• SHORT PROBLEM
Copy out the part of the text on Individual Voluntary Arrangements below, starting at "Also, administration costs" and ending at "normally written off.".

-- Start TEXT BLOCK --

When your debts have started to take over your life and you can see no other way to resolve your financial issues, many people automatically think of bankruptcy as their last resort. However, there is an alternative known as an Individual Voluntary Arrangement (IVA) which is far less restrictive but can be just as beneficial for those seeking this level of financial assistance.

Some people prefer to take the IVA route on the basis that they don’t have to endure the stigma or publicity that surrounds bankruptcy cases.

Also, administration costs with an IVA are normally lower than with bankruptcy, thus making more funds available for repayment of creditors.

In simple terms, an IVA is an arrangement between the debtor and their creditors to repay a percentage of the debts owing over the term of the arrangement, usually 5 years. The IVA is closely monitored and supervised by a licensed insolvency practitioner throughout this period.

It is you, via the insolvency practitioner, who makes the decision regarding which assets are made available to the creditors since the IVA is designed to suit the your circumstances.

At the end of the IVA any outstanding debt is normally written off.

You need to be clear from the outset that IVAs, just like bankruptcy, will impact on your assets and your credit record. Unfortunately it’s not just a case of setting up the IVA, paying off a percentage of your debt and just walking away from the rest of what you owe.

-- End TEXT BLOCK --
-- Start INFORMATION SHOWN --

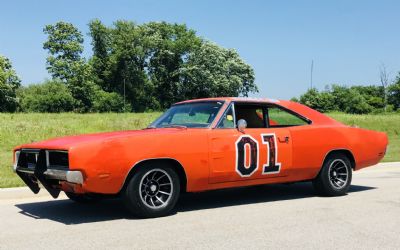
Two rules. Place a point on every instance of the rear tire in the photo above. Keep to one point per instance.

-- End INFORMATION SHOWN --

• WRITTEN SOLUTION
Also, administration costs with an IVA are normally lower than with bankruptcy, thus making more funds available for repayment of creditors.

In simple terms, an IVA is an arrangement between the debtor and their creditors to repay a percentage of the debts owing over the term of the arrangement, usually 5 years. The IVA is closely monitored and supervised by a licensed insolvency practitioner throughout this period.

It is you, via the insolvency practitioner, who makes the decision regarding which assets are made available to the creditors since the IVA is designed to suit the your circumstances.

At the end of the IVA any outstanding debt is normally written off.